“I warn you not to betray or I will eat your ears!”
On Saturday February 1, a few members of the antifascist magazine 0151, decided to attend an open (to-all-genders-and-sexualities) gig organized by the collective Punkhurst Mutants Show (P.M.S), taking place at their squat at the School of Polytechnics, in Athens. Our presence there ended violently when a member of the P.M.S. kicked out a member of our magazine, declaring that they did not want “the solidarity of those who throw mud, calling them anti-Semites”. The person who banned our comrade was referring to our text “The Ear-Jew: when reversing the inversion is not necessarily right” in the 17th issue of 0151.
The aforementioned text criticized the anti-Semitic illustrations featured in the graphic novel “Rebecca”, published by former members of the antifa str to financially support the P.M.S. collective, in March of 2019. More specifically, “Rebecca”, originally written in Italian and first published on 1970 (Brandoli & Queirolo), included a traditional antisemitic caricature of a stingy, vicious Jew with hooking ears and a crooked nose, serving in the whole story as ‘the traitor’. It was precisely this Jewish iconography that our critique focused on.
Our text, bringing the issue of antisemitism to the fore, posed a question and a concern regarding the political discourse of a queer squat, with which we otherwise thought we had common grounds, recognizing common narratives, such as anti-state discourse, identity politics critique, antisexism as an inseparable part of antifascism etc. In particular, our text highlighted the importance of the struggle against antisemitism, and served as a call for discussion, urging PMS to a dialogue publicly. After all, the act itself of publishing a graphic novel is a political act per se.

[Exercise directions] According to the statement on the gig at the School of Polytechnics, what was the title of the text in the 17th issue of 0151 that the P.M.S. member was referring to?

[Given records]
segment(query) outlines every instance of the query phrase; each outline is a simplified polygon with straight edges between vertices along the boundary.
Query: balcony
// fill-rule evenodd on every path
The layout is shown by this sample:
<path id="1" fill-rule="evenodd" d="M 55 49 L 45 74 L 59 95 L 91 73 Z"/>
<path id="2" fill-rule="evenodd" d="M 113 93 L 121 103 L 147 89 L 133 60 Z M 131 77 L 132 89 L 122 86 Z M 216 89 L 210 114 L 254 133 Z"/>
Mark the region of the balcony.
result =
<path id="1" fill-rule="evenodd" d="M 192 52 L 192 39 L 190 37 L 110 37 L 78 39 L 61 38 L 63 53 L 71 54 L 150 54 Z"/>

[Task result] "The Ear-Jew: when reversing the inversion is not necessarily right"